■ SUPPLIED PASSAGE ■
## Begin
Indeed, The Buffalo Daily Express was constrained to plead, in its review of her concert:

May we not hope that her music may tend to soften the hearts of the free and lighten the shackles of her race enslaved.

When Greenfield appeared in Cleveland, the music critic for the Cleveland Plain Dealer noted the astonishment of the audience as they heard “white” sounds emanating from a black body:

It was amusing to behold the utter surprise and intense pleasure which were depicted on the faces of her listeners; they seemed to express – ‘Why, we see the face of a black woman, but hear the voice of an angel, what does it mean?’

Sadly, there are no recordings of Sissieretta Jones or Elizabeth Greenfield; the latter died before the advent of recording, and the former, tragically, though she died as late as the 1930s, apparently chose not to record.

We have the examples, however, of many great black sopranos who have followed in the course laid down by these pioneering prima donnas.

Jessye Norman, for instance, is my absolute favorite singer in my aboslute favorite composer, Johannes Brahms — not to mention being unsurpassed in Wagner and other operatic repertoire.

Here she is singing “Divinités du Styx,” from the 1767 opera Alceste by Christoph Willibald Gluck:

In spite of the success of the success of black women singers, black men have traditionally fared less well in opera. A 1972 New York Times article, “When Will the Black Male Make It in Opera?”, describes the predicament of

Therman Bailey, a tall, good‐looking man in his early forties, [who] was signed by the Cologne Opera a few years ago. After he arrived there he was assigned a large number of roles to prepare in German. As the weeks went by, he was given more and more to learn but never a performance. He complained and finally worked up the long chain of bureaucracy to the artistic administrator, who said, “Really, we’re not sure how you’re going to look onstage.” Bailey said, “Then why the hell did you hire me? I haven’t suddenly changed color!”
## End
■ RECORDS SUPPLIED ■
## Begin
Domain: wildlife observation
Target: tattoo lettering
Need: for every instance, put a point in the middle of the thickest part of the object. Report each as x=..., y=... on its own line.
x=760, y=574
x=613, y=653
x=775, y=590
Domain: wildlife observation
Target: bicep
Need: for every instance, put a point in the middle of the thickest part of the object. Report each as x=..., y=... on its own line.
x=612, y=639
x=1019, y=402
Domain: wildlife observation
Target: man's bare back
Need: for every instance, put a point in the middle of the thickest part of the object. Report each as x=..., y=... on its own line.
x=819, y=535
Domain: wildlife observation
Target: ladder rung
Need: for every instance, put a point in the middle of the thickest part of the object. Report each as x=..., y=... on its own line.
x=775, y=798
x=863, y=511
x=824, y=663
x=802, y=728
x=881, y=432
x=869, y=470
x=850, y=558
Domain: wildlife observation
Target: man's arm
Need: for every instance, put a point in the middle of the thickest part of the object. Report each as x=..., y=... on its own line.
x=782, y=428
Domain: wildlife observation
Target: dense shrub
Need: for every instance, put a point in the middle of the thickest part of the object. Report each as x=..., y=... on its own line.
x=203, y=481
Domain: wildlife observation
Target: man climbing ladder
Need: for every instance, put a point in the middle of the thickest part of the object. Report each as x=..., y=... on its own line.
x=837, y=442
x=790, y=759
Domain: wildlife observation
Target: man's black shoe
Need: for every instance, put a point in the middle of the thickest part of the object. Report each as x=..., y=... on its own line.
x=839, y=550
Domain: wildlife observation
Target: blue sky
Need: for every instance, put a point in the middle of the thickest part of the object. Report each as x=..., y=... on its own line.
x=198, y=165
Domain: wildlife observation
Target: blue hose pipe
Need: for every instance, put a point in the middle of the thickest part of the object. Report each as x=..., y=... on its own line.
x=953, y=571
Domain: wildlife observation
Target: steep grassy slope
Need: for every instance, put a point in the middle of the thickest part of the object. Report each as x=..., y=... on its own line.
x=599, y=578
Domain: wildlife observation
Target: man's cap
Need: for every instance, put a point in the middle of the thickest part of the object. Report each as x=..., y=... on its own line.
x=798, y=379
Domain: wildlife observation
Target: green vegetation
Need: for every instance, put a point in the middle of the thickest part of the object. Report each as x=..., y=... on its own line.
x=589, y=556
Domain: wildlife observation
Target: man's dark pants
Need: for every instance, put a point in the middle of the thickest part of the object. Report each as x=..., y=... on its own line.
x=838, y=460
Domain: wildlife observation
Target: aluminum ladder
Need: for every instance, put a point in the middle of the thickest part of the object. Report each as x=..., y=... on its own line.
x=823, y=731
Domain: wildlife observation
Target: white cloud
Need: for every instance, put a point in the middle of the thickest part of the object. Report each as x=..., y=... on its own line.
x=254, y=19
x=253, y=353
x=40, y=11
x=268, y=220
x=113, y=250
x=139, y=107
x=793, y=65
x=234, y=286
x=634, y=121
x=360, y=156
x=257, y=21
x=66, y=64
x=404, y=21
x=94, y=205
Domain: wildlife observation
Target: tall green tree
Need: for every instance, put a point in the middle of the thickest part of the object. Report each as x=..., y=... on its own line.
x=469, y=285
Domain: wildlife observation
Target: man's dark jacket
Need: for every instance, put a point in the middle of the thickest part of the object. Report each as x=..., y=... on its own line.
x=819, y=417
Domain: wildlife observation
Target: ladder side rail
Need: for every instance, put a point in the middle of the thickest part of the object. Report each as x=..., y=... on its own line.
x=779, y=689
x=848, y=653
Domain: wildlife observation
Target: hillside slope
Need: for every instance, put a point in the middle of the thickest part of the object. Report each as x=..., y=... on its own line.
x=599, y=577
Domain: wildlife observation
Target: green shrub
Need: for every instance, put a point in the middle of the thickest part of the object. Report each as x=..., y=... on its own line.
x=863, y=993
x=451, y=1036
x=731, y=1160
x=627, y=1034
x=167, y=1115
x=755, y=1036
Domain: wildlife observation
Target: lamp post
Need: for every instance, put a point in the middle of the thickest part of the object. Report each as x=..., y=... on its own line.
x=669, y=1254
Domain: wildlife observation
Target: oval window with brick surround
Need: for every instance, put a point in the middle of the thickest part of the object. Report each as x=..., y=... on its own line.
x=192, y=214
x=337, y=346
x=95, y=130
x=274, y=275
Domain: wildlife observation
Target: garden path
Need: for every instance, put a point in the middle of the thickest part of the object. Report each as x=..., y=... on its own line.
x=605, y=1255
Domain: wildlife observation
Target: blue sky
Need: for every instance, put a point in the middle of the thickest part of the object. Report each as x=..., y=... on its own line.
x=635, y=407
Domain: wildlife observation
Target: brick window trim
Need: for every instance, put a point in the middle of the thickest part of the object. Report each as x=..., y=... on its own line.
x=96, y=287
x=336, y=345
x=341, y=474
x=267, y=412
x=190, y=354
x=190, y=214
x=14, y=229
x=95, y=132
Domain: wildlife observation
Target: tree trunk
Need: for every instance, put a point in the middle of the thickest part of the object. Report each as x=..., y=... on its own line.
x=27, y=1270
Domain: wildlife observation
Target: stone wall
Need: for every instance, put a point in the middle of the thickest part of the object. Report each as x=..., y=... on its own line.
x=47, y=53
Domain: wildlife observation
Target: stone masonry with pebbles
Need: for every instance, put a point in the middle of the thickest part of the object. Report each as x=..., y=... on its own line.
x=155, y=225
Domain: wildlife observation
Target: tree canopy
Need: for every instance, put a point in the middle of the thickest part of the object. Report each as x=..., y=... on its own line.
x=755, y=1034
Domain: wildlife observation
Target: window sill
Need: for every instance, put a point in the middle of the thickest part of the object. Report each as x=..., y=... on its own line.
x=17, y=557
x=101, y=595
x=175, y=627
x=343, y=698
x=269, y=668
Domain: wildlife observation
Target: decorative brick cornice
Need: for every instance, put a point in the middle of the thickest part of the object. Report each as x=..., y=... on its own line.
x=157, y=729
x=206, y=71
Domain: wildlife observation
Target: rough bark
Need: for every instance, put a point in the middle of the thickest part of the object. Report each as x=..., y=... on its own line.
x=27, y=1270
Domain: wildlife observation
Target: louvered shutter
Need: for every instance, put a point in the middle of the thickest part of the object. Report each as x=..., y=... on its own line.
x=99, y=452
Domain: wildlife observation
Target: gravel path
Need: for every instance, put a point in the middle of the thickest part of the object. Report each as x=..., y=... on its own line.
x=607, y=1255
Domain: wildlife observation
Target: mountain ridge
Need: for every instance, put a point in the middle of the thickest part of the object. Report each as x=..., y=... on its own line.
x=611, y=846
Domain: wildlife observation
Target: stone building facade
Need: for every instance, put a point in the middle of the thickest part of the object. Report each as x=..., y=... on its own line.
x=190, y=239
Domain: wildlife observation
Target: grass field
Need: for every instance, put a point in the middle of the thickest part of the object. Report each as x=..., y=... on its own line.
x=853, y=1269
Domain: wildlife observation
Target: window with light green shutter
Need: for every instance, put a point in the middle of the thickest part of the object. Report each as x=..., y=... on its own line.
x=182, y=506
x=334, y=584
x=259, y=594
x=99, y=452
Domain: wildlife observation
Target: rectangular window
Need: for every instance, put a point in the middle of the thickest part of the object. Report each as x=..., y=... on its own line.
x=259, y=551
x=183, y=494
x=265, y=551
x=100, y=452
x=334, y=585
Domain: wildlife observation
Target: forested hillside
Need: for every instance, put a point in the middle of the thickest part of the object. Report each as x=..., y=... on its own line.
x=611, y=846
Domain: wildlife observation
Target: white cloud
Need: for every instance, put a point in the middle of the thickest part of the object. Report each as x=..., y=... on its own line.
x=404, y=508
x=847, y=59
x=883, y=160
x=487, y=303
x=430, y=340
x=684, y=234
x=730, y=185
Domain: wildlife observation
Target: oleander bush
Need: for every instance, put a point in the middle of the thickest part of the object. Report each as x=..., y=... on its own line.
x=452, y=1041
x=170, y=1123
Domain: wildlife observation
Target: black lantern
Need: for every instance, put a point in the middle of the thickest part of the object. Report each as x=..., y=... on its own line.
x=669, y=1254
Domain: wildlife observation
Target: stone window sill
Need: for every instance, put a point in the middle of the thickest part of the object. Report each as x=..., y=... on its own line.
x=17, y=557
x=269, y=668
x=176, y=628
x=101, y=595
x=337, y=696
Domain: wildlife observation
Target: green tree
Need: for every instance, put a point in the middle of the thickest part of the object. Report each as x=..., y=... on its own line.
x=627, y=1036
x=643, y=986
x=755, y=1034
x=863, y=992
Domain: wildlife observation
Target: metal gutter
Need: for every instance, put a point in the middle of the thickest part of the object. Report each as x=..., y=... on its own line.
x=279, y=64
## End
■ BRIEF 1 ■
In the text on black opera singers, which company signed Therman Bailey?
■ BRIEF 2 ■
Write the next part of the text on black opera singers, picking up after its final sentence.

■ EXERCISE RESPONSE 1 ■
The Cologne Opera.

■ EXERCISE RESPONSE 2 ■
Inspired by his anger, Bailey reached over and pointed to a list of the company’s repertory. “Look at these operas! Almost every one is set in a Mediterranean country where blacks have always lived, Why can’t I do one?”

And George Shirley, the first black tenor to perform a leading role at the Metropolitan Opera, suggests that

white men erroneously see the black male “as a sort of superhuman sex machine. Maybe because of this, we’re a threat in all areas. No white man is threatened by a black woman, but when a black man is raised into a position of equal competition, the white man doesn’t like it. He says to himself, ‘Why should I open my world up to this guy when I al ready have to deal with so many white guys?”

This has been especially true for tenors, who sing the romantic male leads in opera, and thus are paired with (usually white) sopranos, which, in the United States especially, has been perceived as threatening and unsavory by (predominantly white) opera audiences.

Fortunately, things are changing, but opera is not only tradition-bound; it’s also not especially woke.

What does it mean to sound black? To sound white?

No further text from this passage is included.